━━━━━ MATERIAL PROVIDED ━━━━━
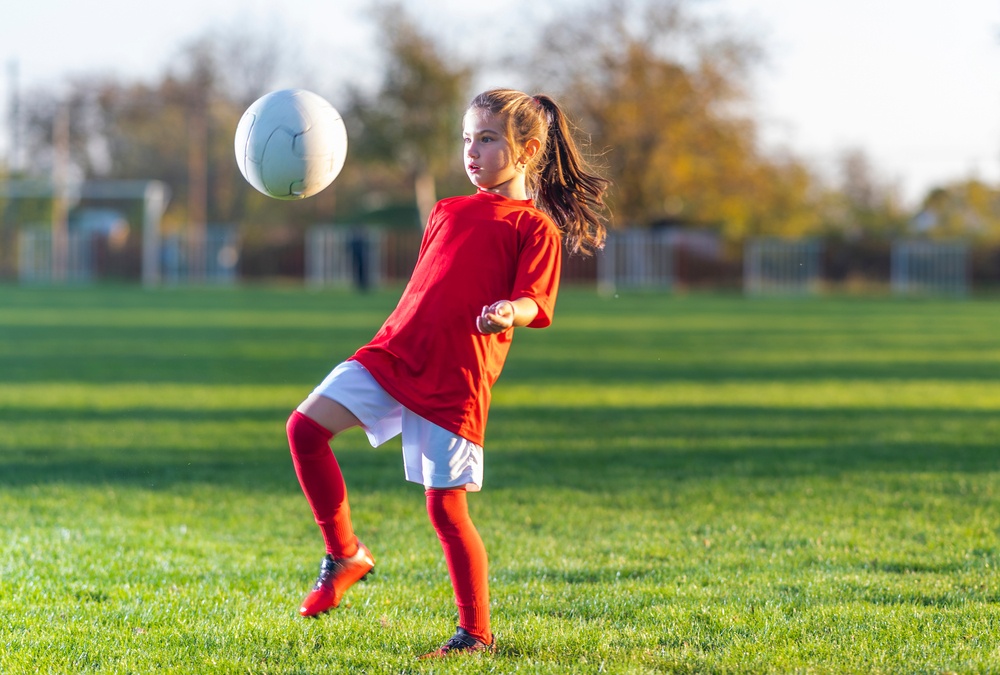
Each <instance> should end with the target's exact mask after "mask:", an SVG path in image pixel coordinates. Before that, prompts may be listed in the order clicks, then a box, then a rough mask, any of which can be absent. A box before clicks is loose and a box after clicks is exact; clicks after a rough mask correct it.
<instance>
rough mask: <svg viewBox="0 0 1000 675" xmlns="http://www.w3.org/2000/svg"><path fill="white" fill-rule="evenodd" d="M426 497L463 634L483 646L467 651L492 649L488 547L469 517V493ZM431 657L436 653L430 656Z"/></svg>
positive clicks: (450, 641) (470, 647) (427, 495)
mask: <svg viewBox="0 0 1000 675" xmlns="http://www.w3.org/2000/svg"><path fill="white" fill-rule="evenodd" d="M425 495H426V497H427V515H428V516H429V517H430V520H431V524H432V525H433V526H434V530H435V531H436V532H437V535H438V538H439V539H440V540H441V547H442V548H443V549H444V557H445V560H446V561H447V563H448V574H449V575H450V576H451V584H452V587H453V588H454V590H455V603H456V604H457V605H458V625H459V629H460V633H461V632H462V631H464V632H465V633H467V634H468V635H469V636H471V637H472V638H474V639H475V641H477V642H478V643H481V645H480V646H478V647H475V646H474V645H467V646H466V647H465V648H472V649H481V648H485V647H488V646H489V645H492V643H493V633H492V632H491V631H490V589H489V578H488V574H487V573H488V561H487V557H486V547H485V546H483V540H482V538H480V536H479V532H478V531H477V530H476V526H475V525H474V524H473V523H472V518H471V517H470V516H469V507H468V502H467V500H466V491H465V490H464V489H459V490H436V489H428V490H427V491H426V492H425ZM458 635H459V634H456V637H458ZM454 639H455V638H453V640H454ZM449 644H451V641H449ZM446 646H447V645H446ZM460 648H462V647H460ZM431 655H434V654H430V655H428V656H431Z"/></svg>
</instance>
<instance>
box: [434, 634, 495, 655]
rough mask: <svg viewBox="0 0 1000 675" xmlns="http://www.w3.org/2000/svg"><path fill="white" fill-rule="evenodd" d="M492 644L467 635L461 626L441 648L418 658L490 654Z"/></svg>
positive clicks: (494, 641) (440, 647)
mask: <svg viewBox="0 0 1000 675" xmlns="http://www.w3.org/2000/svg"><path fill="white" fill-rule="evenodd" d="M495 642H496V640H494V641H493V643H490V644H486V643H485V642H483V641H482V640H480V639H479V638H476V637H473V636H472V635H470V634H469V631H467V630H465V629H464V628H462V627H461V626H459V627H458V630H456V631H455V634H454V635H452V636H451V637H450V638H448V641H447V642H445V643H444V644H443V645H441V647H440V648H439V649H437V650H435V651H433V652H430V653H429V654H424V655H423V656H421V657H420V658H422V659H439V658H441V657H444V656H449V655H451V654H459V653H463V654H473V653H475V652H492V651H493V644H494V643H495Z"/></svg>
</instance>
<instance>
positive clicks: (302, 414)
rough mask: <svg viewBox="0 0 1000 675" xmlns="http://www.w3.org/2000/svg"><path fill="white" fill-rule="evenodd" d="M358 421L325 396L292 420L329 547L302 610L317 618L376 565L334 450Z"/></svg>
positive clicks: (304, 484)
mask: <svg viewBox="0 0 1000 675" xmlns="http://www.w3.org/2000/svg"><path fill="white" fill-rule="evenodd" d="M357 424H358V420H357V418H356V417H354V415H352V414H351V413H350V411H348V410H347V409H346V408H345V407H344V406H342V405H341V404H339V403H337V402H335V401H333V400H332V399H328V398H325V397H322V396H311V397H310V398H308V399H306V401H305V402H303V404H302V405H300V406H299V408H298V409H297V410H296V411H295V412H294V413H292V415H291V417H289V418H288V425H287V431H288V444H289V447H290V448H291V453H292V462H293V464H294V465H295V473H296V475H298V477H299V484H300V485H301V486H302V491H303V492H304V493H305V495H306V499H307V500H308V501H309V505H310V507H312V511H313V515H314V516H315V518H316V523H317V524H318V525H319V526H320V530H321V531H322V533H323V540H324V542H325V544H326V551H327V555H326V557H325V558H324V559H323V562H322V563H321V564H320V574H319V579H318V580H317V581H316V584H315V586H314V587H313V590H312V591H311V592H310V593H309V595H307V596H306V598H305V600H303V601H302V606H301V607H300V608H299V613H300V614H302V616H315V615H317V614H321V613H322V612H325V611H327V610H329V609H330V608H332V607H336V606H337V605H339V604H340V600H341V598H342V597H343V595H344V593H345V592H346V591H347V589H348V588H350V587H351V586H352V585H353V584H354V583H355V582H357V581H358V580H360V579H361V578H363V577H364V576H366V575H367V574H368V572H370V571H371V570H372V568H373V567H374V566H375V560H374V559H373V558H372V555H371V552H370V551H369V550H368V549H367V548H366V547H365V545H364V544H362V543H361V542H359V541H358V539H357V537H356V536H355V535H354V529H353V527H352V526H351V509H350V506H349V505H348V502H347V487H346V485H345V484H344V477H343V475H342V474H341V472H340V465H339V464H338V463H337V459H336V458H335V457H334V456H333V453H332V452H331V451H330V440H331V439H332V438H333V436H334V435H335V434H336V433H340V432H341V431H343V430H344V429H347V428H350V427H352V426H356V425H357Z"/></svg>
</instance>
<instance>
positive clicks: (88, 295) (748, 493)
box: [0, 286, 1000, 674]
━━━━━
### ASSIGNED TASK
Render every line of the material as a JSON list of strings, one string per line, skipping blank lines and omitting the pictures.

### WRITTEN ANSWER
[
  "Each <instance> should end with the target's exact mask after \"mask:\", an SVG path in image pixel coordinates. Before that, prompts may be listed in the order clicks, then a box, then a rough mask, any of which can be absent. A box before clicks is loose and a box after clicks is exact; clicks after a rough mask correct it.",
  "<instance>",
  "rough mask: <svg viewBox=\"0 0 1000 675\" xmlns=\"http://www.w3.org/2000/svg\"><path fill=\"white\" fill-rule=\"evenodd\" d=\"M426 497L463 634L483 646L467 651L492 649L488 547L469 517V493ZM431 657L436 653L430 656Z\"/></svg>",
  "positive clicks: (450, 641) (470, 647) (427, 495)",
  "mask: <svg viewBox=\"0 0 1000 675\" xmlns=\"http://www.w3.org/2000/svg\"><path fill=\"white\" fill-rule=\"evenodd\" d=\"M425 495H426V497H427V515H428V516H429V517H430V520H431V524H432V525H433V526H434V530H435V531H436V532H437V535H438V538H439V539H440V540H441V547H442V548H443V549H444V557H445V560H446V561H447V563H448V574H449V575H450V576H451V584H452V587H453V588H454V590H455V603H456V604H457V605H458V625H459V629H460V633H461V632H462V631H464V632H465V633H467V634H468V635H469V636H471V637H472V638H474V639H475V641H477V642H478V643H481V645H480V646H478V647H475V646H474V645H467V646H466V647H465V648H472V649H481V648H485V647H488V646H489V645H492V643H493V633H492V632H491V631H490V589H489V578H488V574H487V573H488V561H487V557H486V547H485V546H483V540H482V538H480V536H479V532H478V531H477V530H476V526H475V525H474V524H473V523H472V518H471V517H470V516H469V507H468V502H467V500H466V491H465V490H464V489H459V490H436V489H428V490H427V491H426V492H425ZM458 635H459V634H456V637H458ZM454 639H455V638H453V640H454ZM449 644H451V641H449ZM446 646H447V645H446ZM460 648H462V647H460ZM431 655H434V654H430V655H428V656H431Z\"/></svg>",
  "</instance>",
  "<instance>",
  "box: [434, 634, 495, 655]",
  "rough mask: <svg viewBox=\"0 0 1000 675\" xmlns=\"http://www.w3.org/2000/svg\"><path fill=\"white\" fill-rule=\"evenodd\" d=\"M492 644L467 635L461 626L441 648L418 658L490 654Z\"/></svg>",
  "positive clicks: (494, 641) (440, 647)",
  "mask: <svg viewBox=\"0 0 1000 675\" xmlns=\"http://www.w3.org/2000/svg\"><path fill=\"white\" fill-rule=\"evenodd\" d=\"M495 642H496V640H494V641H493V643H490V644H486V643H485V642H483V641H482V640H480V639H479V638H476V637H473V636H472V635H470V634H469V631H467V630H465V629H464V628H462V627H461V626H459V627H458V630H456V631H455V634H454V635H452V636H451V637H450V638H448V641H447V642H445V643H444V644H443V645H441V647H440V648H439V649H437V650H435V651H433V652H430V653H429V654H424V655H423V656H421V657H420V658H422V659H439V658H441V657H444V656H449V655H451V654H459V653H463V654H473V653H475V652H492V651H493V644H494V643H495Z\"/></svg>",
  "</instance>",
  "<instance>",
  "positive clicks: (302, 414)",
  "rough mask: <svg viewBox=\"0 0 1000 675\" xmlns=\"http://www.w3.org/2000/svg\"><path fill=\"white\" fill-rule=\"evenodd\" d=\"M358 421L325 396L292 420L329 547L302 610L317 618L376 565L334 450Z\"/></svg>",
  "positive clicks: (304, 484)",
  "mask: <svg viewBox=\"0 0 1000 675\" xmlns=\"http://www.w3.org/2000/svg\"><path fill=\"white\" fill-rule=\"evenodd\" d=\"M357 424H358V420H357V418H356V417H354V415H352V414H351V413H350V411H348V410H347V409H346V408H345V407H344V406H342V405H341V404H339V403H337V402H335V401H333V400H332V399H328V398H325V397H322V396H311V397H310V398H308V399H306V401H305V402H303V404H302V405H300V406H299V408H298V409H297V410H296V411H295V412H294V413H292V415H291V417H289V418H288V425H287V431H288V444H289V447H290V448H291V453H292V462H293V464H294V465H295V473H296V475H298V477H299V484H300V485H301V486H302V491H303V492H304V493H305V495H306V499H307V500H308V501H309V505H310V507H312V511H313V515H314V516H315V518H316V523H317V524H318V525H319V526H320V530H321V531H322V533H323V540H324V542H325V544H326V551H327V555H326V557H325V558H324V559H323V562H322V563H321V564H320V574H319V579H318V580H317V581H316V584H315V586H314V587H313V590H312V591H311V592H310V593H309V595H307V596H306V598H305V600H303V601H302V606H301V607H300V608H299V613H300V614H302V616H315V615H317V614H321V613H322V612H325V611H327V610H329V609H330V608H332V607H336V606H337V605H339V604H340V600H341V598H342V597H343V595H344V593H345V592H346V591H347V589H348V588H350V587H351V586H352V585H353V584H354V583H355V582H357V581H358V580H360V579H361V578H363V577H364V576H366V575H367V574H368V572H370V571H371V570H372V568H373V567H374V566H375V560H374V559H373V558H372V555H371V552H370V551H369V550H368V549H367V548H366V547H365V545H364V544H362V543H361V542H359V541H358V539H357V537H356V536H355V535H354V529H353V527H352V526H351V509H350V506H349V505H348V502H347V487H346V485H345V484H344V477H343V475H342V474H341V472H340V465H339V464H338V463H337V459H336V458H335V457H334V456H333V453H332V452H331V451H330V440H331V439H332V438H333V436H334V435H335V434H336V433H340V432H341V431H343V430H344V429H347V428H350V427H352V426H356V425H357Z\"/></svg>",
  "</instance>",
  "<instance>",
  "positive clicks: (88, 295) (748, 493)",
  "box: [0, 286, 1000, 674]"
]